- [EXCERPT]:
----
Laura Pickard

LauraPickard1Laura Pickard is a first year EngD candidate at the University of Bristol and National Composites Centre and captured first prize in our 2014 student essay competition.

Her background is in physics, most recently an MPhil in gravitational wave astrophysics, which, while a very interesting area, led her to decide to pursue a more practical career.  Her EngD research will be centred around monitoring- and hopefully improving- the cure process of composite materials as well as setting up a new research capability at the NCC.  Laura has worked in fluid dynamics, materials science and electromagnetism at Dstl and thanks them for sponsoring her MSci in physics and astronomy. Laura has worked with student societies on a national and international level, through the Institute of Physics and International Association of Physics Students, including a term as President of the student branch of IoP and as Vice President of IAPS.  These positions gave her a chance to travel to many interesting places, run scientific visits and conferences, work with people from a variety of cultures- including mediating some heated debates- and represent physics students at industrial, academic and political meetings. Public outreach is important to Laura, who has lectured and led experiments at schools, adult education centres and events for the general public, using hands on demonstrations as much as possible. Laura hopes to pursue a career which will make good use of her scientific background and management skills and sees the EngD as a step in the right direction.  She has retired from Taekwondo instruction in favour of Argentine Tango and is a solo glider pilot. She enjoys baking and has been known to make ice cream with liquid nitrogen.
----
- [COLLECTED MATERIAL]:
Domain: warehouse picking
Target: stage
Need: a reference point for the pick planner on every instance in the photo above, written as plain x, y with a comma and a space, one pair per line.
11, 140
----
- [EXERCISES]:
(a) Revise the Laura Pickard profile from "LauraPickard1Laura Pickard is" to "student essay competition.", inclusive, putting "student writing competition" in place of "student essay competition".
(b) Write what comes next in the Laura Pickard profile, picking up after its final sentence.

- [THE RESPONSES]:
(a)
LauraPickard1Laura Pickard is a first year EngD candidate at the University of Bristol and National Composites Centre and captured first prize in our 2014 student writing competition.

(b)
Laura headed her essay “Engineering the Future” but it could just as easily have been entitled “Real ponies jump.  Toy ponies need a hairband catapult...”  Don’t forget to read the footnotes…

An edited version also appeared in the Engineer in April 2014.

Read Laura’s essay below

Engineering the Future

Engineering is vital to the UK economy, especially if growth is to be achieved.  But as it stands, we do not have enough young people going into the field.  It is not enough to increase the number of university places available, unless we also have bright young minds eager to fill them.  We must ensure that teenagers, especially girls who are so under-represented at present, consider engineering an attractive and worthwhile career.  How does engineering contribute to the UK economy and how can that contribution be increased? Is there a role for UK engineering in higher education in making this happen? To answer these questions, we must first define “engineering”.  This is a surprisingly difficult task, and in itself gives insight into the image problem the area faces.

What is engineering?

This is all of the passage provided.